**THE PROBLEM**. Print the entries below word for word; the pictures stay out of your copy.

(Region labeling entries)

— BEGIN —

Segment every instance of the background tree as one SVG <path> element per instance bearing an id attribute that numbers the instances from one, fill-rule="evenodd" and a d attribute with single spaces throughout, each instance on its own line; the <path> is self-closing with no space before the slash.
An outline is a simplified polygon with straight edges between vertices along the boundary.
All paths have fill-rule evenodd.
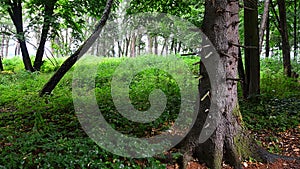
<path id="1" fill-rule="evenodd" d="M 29 57 L 27 45 L 26 45 L 26 38 L 25 32 L 23 28 L 23 7 L 22 7 L 22 0 L 1 0 L 1 6 L 8 12 L 11 20 L 14 23 L 14 26 L 17 31 L 17 39 L 20 44 L 20 48 L 22 51 L 23 63 L 25 69 L 28 71 L 33 72 L 33 66 L 31 64 L 31 60 Z"/>
<path id="2" fill-rule="evenodd" d="M 258 33 L 258 1 L 244 1 L 244 41 L 245 41 L 245 98 L 260 93 L 260 57 Z"/>
<path id="3" fill-rule="evenodd" d="M 79 60 L 96 41 L 101 33 L 106 21 L 108 20 L 114 0 L 108 0 L 103 15 L 95 27 L 93 34 L 73 53 L 51 77 L 51 79 L 44 85 L 40 95 L 50 94 L 63 76 L 72 68 L 72 66 Z"/>
<path id="4" fill-rule="evenodd" d="M 282 52 L 283 52 L 283 68 L 286 76 L 291 77 L 292 66 L 291 66 L 291 56 L 290 56 L 290 44 L 288 37 L 287 19 L 286 19 L 286 6 L 284 0 L 277 0 L 279 8 L 279 27 L 280 34 L 282 38 Z"/>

— END —

**SOLUTION**.
Segment every instance of the background tree as one SVG <path> element per instance bearing an id attribute that numbers the instances from one, fill-rule="evenodd" and a d attribute with single spaces throughout, each instance on its own line; the <path> is self-closing with no space before the slash.
An outline is a simplified polygon with straight edges between vertices along the boundary.
All paths have fill-rule evenodd.
<path id="1" fill-rule="evenodd" d="M 29 57 L 27 45 L 26 45 L 26 38 L 25 32 L 23 28 L 23 7 L 22 7 L 22 0 L 1 0 L 1 6 L 8 12 L 11 20 L 14 23 L 14 26 L 17 31 L 17 39 L 20 44 L 20 48 L 22 51 L 23 63 L 25 69 L 28 71 L 33 72 L 33 66 L 31 64 L 31 60 Z"/>
<path id="2" fill-rule="evenodd" d="M 258 33 L 258 1 L 244 1 L 244 41 L 245 41 L 245 98 L 260 93 L 260 57 Z"/>
<path id="3" fill-rule="evenodd" d="M 79 60 L 96 41 L 101 33 L 106 21 L 108 20 L 114 0 L 108 0 L 103 15 L 95 27 L 93 34 L 73 53 L 51 77 L 51 79 L 44 85 L 40 95 L 50 94 L 63 76 L 72 68 L 72 66 Z"/>
<path id="4" fill-rule="evenodd" d="M 282 52 L 283 52 L 283 68 L 286 76 L 291 77 L 292 66 L 291 66 L 291 56 L 290 56 L 290 44 L 288 37 L 287 19 L 286 19 L 286 6 L 284 0 L 277 0 L 279 8 L 279 27 L 280 34 L 282 38 Z"/>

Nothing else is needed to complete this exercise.